• _PROBLEM TO SOLVE_
Print exactly the lines from the line with "det: floral dress" to the last line of the data, please, both included.

[Phrase grounding data]

== == ==

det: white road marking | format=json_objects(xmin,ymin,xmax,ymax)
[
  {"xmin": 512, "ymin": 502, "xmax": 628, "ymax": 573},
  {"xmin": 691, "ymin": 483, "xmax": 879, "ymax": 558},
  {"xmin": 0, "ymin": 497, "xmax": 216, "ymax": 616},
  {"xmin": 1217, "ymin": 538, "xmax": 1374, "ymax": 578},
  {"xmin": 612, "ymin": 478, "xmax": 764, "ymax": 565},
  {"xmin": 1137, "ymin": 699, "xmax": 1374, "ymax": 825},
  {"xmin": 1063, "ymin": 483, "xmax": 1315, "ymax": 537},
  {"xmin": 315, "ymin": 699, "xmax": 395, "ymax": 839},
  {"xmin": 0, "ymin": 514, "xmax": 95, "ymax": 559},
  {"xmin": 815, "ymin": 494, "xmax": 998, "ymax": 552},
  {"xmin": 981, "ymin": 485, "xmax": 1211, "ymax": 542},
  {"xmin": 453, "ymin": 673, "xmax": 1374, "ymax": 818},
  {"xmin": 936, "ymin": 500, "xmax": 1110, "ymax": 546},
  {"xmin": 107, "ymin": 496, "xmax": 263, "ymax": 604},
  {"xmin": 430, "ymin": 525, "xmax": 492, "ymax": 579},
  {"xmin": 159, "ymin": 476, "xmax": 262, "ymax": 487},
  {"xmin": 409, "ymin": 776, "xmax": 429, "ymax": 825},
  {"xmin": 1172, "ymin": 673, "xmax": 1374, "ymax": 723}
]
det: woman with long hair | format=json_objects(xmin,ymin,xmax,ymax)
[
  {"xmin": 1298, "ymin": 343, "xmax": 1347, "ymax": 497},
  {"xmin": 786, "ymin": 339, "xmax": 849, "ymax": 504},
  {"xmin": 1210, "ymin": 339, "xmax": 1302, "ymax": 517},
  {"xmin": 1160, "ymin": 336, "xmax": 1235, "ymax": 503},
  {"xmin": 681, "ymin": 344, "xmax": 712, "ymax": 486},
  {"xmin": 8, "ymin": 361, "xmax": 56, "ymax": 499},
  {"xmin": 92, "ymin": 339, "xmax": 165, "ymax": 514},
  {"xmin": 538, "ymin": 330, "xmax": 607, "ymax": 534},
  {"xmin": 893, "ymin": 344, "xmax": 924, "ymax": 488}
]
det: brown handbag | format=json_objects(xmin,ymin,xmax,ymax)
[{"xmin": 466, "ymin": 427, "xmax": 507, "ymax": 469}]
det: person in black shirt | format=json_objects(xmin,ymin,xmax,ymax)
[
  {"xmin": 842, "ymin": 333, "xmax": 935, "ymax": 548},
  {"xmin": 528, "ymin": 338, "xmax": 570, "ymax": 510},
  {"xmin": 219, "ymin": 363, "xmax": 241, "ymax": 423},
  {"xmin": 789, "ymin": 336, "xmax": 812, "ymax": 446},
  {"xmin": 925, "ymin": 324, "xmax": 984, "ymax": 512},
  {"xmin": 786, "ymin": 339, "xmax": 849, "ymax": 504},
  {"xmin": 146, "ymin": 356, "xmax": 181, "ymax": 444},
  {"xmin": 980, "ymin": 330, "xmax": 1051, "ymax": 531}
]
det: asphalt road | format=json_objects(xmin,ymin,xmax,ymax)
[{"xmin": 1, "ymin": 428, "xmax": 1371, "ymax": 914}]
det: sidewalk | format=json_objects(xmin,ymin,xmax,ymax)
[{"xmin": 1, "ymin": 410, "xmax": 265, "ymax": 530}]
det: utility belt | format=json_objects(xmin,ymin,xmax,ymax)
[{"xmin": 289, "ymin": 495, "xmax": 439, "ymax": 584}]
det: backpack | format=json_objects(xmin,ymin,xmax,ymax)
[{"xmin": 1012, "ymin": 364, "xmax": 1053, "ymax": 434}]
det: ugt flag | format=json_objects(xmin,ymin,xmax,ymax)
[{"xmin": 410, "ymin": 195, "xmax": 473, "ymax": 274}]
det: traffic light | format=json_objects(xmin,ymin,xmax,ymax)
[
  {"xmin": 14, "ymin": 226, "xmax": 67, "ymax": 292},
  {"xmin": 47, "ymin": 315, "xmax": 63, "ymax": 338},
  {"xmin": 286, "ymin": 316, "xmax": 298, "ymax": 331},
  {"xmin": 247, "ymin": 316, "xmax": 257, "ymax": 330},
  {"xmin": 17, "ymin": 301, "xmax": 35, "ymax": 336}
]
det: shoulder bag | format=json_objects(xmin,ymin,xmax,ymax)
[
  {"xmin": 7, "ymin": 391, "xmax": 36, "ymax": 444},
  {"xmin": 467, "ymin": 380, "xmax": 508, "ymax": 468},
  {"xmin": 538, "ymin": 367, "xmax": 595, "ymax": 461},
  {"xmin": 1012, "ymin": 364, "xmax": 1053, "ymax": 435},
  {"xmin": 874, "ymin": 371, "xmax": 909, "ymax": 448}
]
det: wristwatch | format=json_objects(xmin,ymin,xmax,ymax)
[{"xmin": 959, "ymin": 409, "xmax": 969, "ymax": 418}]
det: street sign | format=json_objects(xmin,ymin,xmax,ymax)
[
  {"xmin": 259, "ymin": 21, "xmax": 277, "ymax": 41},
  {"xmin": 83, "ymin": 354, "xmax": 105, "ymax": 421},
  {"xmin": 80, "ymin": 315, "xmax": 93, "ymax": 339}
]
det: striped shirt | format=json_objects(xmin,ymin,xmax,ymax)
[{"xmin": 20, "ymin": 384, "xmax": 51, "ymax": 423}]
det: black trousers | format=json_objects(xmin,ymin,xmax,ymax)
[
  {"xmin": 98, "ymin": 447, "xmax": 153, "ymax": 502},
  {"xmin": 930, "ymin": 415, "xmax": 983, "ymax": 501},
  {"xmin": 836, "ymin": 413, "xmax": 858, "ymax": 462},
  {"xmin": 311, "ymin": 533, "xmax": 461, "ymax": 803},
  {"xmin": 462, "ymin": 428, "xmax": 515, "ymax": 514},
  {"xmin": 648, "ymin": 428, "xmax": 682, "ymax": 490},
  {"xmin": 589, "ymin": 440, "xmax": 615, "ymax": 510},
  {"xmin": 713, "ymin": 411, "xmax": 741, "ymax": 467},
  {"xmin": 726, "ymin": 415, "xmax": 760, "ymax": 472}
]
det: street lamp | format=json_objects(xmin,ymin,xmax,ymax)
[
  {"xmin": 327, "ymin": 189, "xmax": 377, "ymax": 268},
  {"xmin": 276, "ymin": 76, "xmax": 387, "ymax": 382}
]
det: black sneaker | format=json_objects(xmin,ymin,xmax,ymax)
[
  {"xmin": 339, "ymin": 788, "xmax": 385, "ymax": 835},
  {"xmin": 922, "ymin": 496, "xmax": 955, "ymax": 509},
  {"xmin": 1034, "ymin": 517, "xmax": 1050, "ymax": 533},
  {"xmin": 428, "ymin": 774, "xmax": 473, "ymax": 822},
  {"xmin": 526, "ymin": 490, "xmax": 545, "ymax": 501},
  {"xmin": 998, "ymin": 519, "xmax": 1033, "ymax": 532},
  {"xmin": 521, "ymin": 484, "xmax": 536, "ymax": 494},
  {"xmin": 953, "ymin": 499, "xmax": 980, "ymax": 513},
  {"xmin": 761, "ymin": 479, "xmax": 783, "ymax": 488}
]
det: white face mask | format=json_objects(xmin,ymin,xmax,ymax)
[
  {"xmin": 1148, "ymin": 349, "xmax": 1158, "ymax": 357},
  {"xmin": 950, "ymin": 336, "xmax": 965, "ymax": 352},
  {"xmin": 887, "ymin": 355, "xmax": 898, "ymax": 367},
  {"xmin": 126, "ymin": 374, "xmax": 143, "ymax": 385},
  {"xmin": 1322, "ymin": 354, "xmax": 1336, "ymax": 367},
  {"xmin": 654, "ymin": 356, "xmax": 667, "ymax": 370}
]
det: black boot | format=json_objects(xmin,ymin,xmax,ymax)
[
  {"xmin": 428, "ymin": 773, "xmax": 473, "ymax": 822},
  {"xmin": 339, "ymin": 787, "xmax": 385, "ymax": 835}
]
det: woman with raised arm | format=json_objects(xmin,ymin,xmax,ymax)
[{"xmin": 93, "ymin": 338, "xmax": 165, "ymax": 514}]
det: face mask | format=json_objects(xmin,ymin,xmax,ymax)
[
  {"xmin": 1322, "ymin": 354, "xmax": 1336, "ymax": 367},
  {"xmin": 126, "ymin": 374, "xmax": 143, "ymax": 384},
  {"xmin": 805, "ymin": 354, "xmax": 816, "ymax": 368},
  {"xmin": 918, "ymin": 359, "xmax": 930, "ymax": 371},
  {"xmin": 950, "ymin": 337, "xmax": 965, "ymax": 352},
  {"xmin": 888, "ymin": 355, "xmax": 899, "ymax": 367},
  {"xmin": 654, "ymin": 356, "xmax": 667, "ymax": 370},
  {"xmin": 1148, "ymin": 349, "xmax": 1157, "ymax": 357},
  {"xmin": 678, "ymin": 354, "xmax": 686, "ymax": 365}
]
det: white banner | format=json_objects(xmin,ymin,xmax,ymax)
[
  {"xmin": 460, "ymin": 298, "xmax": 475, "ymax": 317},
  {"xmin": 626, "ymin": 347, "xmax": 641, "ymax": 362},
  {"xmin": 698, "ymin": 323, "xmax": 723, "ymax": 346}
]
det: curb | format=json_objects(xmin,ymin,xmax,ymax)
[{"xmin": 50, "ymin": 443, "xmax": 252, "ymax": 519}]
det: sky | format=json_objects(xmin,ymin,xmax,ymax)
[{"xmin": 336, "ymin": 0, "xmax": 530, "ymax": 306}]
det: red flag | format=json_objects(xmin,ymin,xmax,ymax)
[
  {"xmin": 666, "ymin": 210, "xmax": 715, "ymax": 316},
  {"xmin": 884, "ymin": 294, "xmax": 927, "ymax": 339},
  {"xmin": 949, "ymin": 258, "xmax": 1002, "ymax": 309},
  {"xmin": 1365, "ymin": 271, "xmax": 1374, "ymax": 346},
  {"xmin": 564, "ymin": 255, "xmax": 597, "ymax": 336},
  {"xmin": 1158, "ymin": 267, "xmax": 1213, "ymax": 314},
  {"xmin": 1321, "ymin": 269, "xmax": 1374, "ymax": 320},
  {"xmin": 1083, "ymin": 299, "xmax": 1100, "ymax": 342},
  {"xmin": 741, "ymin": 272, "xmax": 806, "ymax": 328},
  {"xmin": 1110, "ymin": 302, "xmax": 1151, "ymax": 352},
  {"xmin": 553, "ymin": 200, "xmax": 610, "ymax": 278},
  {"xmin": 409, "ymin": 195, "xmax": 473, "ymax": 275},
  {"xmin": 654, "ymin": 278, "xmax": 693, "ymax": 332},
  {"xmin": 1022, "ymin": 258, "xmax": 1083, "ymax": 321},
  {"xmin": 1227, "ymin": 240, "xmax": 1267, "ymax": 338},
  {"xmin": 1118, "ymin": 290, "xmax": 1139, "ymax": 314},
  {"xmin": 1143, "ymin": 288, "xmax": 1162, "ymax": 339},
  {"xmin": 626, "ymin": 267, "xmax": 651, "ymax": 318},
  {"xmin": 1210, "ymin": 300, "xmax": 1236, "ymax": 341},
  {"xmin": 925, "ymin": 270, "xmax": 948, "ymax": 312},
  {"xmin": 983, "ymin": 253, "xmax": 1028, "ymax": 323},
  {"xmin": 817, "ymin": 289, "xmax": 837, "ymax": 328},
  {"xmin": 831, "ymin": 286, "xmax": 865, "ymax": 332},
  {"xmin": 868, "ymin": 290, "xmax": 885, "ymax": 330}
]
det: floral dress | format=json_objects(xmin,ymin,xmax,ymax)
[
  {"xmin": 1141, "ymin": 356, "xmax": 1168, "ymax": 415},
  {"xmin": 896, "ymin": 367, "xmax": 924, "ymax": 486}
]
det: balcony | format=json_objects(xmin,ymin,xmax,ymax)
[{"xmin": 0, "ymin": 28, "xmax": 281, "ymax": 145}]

== == ==

• _TASK RESULT_
det: floral dress | format=json_objects(xmin,ymin,xmax,ymax)
[
  {"xmin": 1141, "ymin": 356, "xmax": 1168, "ymax": 415},
  {"xmin": 896, "ymin": 367, "xmax": 924, "ymax": 486}
]
det: balcony | format=json_objects(xmin,ymin,xmax,ymax)
[{"xmin": 0, "ymin": 28, "xmax": 281, "ymax": 145}]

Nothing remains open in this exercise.